— PROBLEM —
Reproduce the bio-defense text word for word from "The cities with" to "programmed to recognize.".

— EXCERPT PROVIDED —
-*-

At least one of the postal workers who was killed last fall from anthrax in the Washington area was treated for flu and released from a hospital without the anthrax infection being detected.
"In this game, 12 hours, 24 hours or 48 hours can make a big difference in treating people," said Paul Bergeron, an analyst on the Pentagon's chemical and biological defense program.
Medical surveillance is not a new concept; the Centers for Disease Control and Prevention regularly tracks outbreaks of diseases, including an ongoing monitoring of the progress of the West Nile Virus. The system relies on doctors and hospitals to report infectious diseases to a central database where anomalies and suspicious clusters are identified.
The Pentagon bio-defense pilot program, however, is designed to leverage that reporting network and yield a suite of sensors and technologies that cities can buy and deploy.
To that end, the Defense Department will hold a "competition" in December during which cities can nominate themselves to be test facilities; the winners would be announced in early 2003, and environmental samplers and software distributed by mid-year.
The cities with best chances of being selected would have mass transit, including a subway system, a major airport, and possibly be on the coast, the officials suggested.
Most of the biological detection projects tend to be "point detection," that is, machines that suck in air samples to check for the presence of certain agents. Those systems are limited, however, by their range, how often they are checked, and by the organisms and chemicals they are programmed to recognize.
Nationwide, federal, state and local organizations already have more than 100 information systems designed for health surveillance, the National Association of County and City Health Officials says. The Pentagon's software, based on the existing Army program known as "ESSENCE," requires no additional inputs from overtaxed healthcare professionals. It merely mines data off records already kept by hospitals and pharmacies.
That information is scrubbed for privacy concerns by the healthcare provider; patients' names and personal data will not be available to the government.
"No data will ever come to us that haven't already passed through filters," Yoho said.

-*-

— RECORDED INFORMATION —
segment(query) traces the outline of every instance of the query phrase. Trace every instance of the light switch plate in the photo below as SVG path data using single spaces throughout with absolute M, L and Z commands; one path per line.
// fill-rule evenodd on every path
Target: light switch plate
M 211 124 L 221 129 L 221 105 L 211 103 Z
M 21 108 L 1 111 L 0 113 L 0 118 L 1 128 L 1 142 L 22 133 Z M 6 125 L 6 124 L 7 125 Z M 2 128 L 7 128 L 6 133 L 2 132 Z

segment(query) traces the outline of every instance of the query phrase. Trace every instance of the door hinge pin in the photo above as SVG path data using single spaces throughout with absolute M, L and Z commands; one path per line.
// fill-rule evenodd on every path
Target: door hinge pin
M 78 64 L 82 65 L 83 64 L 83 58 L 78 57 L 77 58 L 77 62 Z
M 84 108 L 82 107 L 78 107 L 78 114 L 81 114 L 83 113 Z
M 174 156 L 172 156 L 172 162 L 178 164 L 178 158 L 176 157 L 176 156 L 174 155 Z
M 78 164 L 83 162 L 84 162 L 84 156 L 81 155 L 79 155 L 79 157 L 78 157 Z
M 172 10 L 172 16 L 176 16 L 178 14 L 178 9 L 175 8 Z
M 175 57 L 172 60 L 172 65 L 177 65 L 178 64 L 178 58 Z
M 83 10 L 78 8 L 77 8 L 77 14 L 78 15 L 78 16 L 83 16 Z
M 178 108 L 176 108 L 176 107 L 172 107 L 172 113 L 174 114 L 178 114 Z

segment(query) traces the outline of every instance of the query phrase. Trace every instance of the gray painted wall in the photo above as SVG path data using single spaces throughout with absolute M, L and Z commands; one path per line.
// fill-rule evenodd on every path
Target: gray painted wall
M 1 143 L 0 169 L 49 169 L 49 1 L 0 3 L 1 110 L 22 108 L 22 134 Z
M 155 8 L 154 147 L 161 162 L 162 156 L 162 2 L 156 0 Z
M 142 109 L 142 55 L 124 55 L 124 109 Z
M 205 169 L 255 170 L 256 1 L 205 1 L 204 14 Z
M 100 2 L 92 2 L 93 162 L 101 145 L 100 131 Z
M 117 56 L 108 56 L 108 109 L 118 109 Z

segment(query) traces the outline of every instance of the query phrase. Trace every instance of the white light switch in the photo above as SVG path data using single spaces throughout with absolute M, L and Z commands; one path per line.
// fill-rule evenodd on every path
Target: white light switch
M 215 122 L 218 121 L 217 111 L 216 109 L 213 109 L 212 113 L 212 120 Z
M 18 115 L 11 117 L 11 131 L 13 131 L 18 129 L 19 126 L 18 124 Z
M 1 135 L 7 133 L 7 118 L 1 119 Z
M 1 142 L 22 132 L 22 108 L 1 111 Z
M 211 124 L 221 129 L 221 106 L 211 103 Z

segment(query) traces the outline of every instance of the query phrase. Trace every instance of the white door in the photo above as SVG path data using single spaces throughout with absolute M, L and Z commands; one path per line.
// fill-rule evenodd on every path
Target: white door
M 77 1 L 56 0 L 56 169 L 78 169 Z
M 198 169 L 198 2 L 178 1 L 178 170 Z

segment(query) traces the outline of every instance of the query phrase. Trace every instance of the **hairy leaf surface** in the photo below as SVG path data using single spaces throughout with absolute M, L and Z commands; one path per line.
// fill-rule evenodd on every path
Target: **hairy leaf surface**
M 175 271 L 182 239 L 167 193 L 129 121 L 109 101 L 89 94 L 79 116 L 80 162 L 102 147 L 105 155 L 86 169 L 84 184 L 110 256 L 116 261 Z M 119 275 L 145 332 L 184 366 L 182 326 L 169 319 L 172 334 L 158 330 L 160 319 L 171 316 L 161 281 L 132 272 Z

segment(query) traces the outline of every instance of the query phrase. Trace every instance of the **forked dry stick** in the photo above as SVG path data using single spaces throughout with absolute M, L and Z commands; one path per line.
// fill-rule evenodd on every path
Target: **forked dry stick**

-*-

— ANSWER SPACE —
The cities with best chances of being selected would have mass transit, including a subway system, a major airport, and possibly be on the coast, the officials suggested.
Most of the biological detection projects tend to be "point detection," that is, machines that suck in air samples to check for the presence of certain agents. Those systems are limited, however, by their range, how often they are checked, and by the organisms and chemicals they are programmed to recognize.